**ЗАДАЧА:** Перепечатайте целиком фрагмент об именовании икон богами, ничего в нём не меняя.

Согласно сохранившимся документам, Церковь начала бороться с этим обычаем во второй половине XVII века, после Большого Собора 1666-1667 годов, на котором было указано: «Не искуснии людие свои си иконы боги свои именуютъ, чесо ради явствуются не знати единства Божия, паче же многобожие непщевати». И еще в XVIII веке на исповеди священник мог спросить прихожанина: «Образы святыя богами не называешь ли?» (Успенский. 1982. 118-119). Именование икон богами имеет древнее языческое происхождение, оно есть реликт обычая иметь своих домашних идолов. У Пушкина в этой строфе и в последующих происходит совмещение или переплетение христианских и языческих мотивов: его лирический герой смотрит в красный угол на киот с иконами, перед которыми теплится свеча, но вместе с тем вспоминает и языческих римских божеств. В следующих строках «мечтатель» называет их по именам: Зевс и Муза. Две последние строки можно понять двояко: перед «мечтателем» где-то рядом с красным углом (возможно, на камине) стоят статуэтки античных богов, или Пушкин в переносном смысле называет «пенатами» сам красный угол, что более вероятно.

**ИСХОДНЫЙ СПИСОК:**
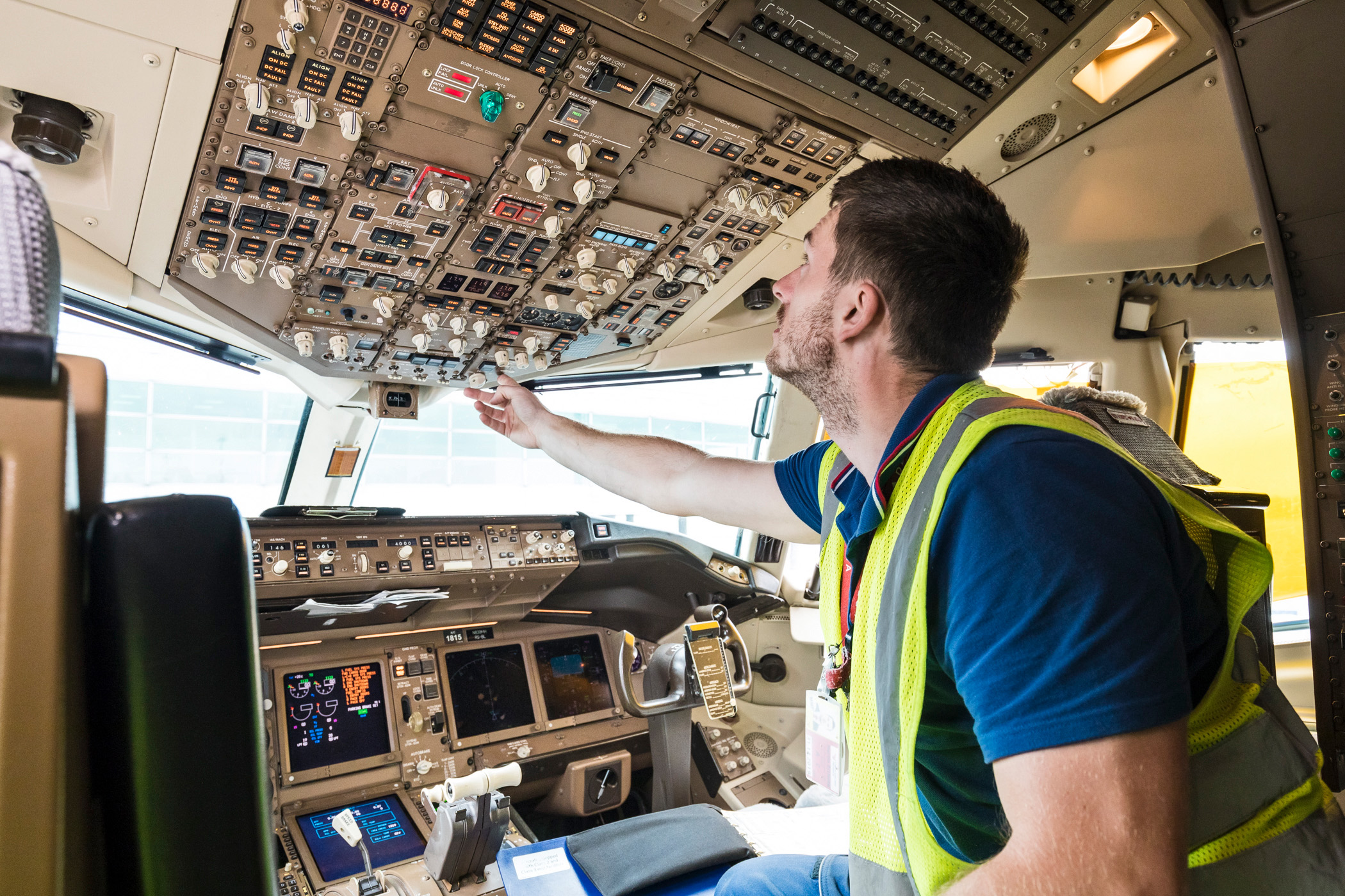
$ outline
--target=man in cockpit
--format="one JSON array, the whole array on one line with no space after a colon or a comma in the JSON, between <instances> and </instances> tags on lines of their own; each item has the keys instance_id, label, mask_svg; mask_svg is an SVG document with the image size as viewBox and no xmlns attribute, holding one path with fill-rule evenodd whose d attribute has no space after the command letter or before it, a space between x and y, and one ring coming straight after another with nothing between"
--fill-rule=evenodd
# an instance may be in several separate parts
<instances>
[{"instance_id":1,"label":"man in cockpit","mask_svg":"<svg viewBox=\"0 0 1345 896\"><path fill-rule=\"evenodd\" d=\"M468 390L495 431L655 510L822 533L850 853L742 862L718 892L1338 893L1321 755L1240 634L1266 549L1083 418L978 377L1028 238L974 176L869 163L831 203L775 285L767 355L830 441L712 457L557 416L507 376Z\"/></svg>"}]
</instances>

==

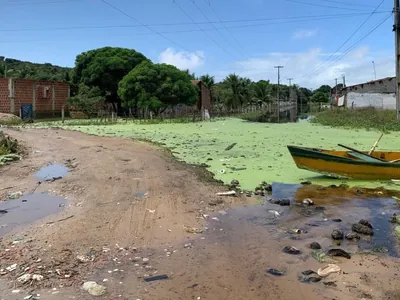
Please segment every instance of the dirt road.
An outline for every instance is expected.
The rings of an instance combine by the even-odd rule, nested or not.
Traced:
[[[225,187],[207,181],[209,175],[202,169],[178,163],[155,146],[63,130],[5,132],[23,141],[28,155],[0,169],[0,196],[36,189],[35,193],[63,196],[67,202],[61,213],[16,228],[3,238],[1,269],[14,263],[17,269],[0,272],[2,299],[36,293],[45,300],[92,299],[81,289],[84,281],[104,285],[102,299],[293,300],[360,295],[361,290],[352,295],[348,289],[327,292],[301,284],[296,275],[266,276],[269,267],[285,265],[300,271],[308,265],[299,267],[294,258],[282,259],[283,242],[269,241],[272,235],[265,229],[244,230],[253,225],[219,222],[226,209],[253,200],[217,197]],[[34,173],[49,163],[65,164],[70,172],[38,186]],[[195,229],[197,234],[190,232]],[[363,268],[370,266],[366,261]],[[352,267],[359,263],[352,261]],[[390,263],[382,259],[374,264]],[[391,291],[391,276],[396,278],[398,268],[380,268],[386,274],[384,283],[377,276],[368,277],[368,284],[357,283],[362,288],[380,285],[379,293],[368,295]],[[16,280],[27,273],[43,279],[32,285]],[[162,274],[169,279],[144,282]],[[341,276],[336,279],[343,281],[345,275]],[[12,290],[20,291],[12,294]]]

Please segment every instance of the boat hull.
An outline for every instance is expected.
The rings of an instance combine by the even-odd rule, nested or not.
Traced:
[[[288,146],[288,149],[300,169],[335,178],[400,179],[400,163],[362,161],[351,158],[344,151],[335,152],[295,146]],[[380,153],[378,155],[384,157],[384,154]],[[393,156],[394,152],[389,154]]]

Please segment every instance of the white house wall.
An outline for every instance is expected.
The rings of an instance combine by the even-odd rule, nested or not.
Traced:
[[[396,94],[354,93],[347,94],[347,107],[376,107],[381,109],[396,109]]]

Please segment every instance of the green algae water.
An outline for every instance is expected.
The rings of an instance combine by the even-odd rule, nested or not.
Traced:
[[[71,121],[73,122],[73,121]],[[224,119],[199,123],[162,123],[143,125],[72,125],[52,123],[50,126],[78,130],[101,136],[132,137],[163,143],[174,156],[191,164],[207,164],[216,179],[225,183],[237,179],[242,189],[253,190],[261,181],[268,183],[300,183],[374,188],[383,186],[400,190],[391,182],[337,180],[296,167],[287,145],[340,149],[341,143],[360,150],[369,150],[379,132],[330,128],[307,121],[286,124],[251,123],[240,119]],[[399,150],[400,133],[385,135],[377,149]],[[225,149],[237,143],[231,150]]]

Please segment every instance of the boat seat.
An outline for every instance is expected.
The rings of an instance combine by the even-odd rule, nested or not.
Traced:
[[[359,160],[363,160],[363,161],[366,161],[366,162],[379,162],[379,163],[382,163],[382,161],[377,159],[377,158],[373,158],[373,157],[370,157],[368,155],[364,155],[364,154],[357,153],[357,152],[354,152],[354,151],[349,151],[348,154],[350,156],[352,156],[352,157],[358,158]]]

* * *

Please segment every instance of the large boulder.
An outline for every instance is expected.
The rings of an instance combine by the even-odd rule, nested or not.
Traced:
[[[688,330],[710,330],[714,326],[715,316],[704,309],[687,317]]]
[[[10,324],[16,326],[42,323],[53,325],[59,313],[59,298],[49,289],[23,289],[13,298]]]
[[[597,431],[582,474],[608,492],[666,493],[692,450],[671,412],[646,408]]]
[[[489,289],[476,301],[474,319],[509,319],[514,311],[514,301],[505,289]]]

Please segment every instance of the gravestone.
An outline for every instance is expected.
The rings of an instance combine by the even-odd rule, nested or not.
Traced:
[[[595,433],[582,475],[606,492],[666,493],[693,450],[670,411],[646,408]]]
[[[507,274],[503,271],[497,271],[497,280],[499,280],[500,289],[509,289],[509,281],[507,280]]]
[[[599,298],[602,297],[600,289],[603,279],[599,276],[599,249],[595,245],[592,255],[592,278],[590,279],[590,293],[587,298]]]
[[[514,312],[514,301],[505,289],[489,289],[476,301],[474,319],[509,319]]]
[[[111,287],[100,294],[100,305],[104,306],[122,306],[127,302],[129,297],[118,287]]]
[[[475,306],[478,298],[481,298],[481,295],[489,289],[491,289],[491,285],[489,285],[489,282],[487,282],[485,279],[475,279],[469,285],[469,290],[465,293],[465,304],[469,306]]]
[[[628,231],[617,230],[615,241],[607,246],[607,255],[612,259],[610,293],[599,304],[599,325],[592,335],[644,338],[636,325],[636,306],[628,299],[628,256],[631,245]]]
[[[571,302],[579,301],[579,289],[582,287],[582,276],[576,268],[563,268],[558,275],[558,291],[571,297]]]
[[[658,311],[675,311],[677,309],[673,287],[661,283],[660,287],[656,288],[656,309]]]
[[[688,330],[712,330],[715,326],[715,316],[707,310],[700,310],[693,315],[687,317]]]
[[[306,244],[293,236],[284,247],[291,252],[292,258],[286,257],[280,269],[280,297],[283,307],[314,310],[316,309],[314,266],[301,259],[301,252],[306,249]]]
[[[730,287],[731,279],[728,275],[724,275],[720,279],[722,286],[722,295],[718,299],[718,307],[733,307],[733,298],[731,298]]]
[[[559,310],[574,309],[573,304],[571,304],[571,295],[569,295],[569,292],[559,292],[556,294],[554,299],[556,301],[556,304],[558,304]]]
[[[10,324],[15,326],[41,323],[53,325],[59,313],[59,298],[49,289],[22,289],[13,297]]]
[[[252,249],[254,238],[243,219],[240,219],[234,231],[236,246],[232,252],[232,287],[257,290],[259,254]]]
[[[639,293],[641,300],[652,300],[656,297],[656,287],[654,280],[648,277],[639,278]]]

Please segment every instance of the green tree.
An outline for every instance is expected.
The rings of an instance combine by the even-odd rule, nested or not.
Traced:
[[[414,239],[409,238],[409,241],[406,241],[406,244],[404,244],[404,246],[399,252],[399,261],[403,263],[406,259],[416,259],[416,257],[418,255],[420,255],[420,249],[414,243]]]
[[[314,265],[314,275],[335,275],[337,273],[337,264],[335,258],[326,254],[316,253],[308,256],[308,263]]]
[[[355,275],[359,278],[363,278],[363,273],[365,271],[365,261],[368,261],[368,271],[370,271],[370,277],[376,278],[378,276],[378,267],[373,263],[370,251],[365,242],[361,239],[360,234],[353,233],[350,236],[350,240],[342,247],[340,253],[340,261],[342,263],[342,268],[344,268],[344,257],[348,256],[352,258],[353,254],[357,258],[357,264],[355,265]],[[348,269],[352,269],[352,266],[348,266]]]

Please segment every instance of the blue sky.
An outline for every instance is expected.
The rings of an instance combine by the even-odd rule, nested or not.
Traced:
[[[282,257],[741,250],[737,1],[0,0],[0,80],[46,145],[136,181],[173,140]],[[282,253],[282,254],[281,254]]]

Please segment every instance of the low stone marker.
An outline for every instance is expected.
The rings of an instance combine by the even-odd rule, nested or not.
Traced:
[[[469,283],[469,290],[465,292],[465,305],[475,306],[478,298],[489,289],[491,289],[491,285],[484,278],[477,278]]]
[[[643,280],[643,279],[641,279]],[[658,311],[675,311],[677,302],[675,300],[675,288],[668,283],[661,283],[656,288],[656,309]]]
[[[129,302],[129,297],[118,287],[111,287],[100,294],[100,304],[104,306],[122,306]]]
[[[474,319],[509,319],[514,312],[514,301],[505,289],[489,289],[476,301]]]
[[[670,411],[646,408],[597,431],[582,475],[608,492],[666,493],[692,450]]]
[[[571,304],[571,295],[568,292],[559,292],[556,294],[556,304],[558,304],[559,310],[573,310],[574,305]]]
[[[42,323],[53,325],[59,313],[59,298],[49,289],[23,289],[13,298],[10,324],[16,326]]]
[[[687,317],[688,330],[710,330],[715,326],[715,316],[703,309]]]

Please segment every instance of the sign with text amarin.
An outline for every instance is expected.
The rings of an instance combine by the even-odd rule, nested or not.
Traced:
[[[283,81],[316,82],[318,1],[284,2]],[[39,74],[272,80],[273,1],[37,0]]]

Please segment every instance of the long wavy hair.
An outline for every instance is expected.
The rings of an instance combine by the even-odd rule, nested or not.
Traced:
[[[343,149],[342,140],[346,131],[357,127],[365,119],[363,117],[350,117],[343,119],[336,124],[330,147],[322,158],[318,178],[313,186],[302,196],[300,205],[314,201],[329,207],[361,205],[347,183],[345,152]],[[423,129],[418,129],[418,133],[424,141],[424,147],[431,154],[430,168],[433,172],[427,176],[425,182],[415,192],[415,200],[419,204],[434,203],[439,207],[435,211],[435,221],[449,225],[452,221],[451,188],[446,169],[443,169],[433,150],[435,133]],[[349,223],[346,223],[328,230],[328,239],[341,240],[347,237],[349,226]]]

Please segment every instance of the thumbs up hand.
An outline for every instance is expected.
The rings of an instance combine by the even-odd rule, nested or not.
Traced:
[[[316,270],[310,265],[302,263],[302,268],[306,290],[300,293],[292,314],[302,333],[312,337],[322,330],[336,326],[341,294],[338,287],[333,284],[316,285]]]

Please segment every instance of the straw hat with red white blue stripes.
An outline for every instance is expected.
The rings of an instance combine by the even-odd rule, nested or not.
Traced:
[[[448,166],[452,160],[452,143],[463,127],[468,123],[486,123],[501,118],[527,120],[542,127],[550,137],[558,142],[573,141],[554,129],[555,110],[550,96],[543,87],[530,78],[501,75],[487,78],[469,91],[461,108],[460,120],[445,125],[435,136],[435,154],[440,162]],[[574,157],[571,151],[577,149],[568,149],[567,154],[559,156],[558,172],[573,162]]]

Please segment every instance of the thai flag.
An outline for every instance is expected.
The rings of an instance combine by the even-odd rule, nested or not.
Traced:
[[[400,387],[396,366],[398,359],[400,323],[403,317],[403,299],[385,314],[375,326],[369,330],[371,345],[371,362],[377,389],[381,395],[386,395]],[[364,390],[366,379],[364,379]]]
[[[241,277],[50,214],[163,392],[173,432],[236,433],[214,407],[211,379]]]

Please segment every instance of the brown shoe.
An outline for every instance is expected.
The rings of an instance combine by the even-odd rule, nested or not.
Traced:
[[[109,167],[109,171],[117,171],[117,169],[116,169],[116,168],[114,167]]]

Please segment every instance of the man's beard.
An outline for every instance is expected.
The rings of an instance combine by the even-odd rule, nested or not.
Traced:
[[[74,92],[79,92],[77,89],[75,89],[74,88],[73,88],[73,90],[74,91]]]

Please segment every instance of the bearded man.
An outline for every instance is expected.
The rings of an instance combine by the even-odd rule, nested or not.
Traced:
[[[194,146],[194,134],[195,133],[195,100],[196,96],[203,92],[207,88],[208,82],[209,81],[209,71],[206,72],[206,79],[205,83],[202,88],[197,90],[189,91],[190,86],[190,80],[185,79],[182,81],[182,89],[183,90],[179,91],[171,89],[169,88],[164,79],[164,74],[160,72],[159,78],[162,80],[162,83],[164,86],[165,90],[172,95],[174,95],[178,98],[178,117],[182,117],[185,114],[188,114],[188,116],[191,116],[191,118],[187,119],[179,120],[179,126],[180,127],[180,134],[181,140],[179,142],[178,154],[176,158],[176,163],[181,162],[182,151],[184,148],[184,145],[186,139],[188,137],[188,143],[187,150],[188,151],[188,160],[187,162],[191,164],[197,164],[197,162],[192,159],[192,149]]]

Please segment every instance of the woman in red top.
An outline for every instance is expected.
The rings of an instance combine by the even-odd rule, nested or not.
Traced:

**ОТВЕТ:**
Согласно сохранившимся документам, Церковь начала бороться с этим обычаем во второй половине XVII века, после Большого Собора 1666-1667 годов, на котором было указано: «Не искуснии людие свои си иконы боги свои именуютъ, чесо ради явствуются не знати единства Божия, паче же многобожие непщевати». И еще в XVIII веке на исповеди священник мог спросить прихожанина: «Образы святыя богами не называешь ли?» (Успенский. 1982. 118-119). Именование икон богами имеет древнее языческое происхождение, оно есть реликт обычая иметь своих домашних идолов. У Пушкина в этой строфе и в последующих происходит совмещение или переплетение христианских и языческих мотивов: его лирический герой смотрит в красный угол на киот с иконами, перед которыми теплится свеча, но вместе с тем вспоминает и языческих римских божеств. В следующих строках «мечтатель» называет их по именам: Зевс и Муза. Две последние строки можно понять двояко: перед «мечтателем» где-то рядом с красным углом (возможно, на камине) стоят статуэтки античных богов, или Пушкин в переносном смысле называет «пенатами» сам красный угол, что более вероятно.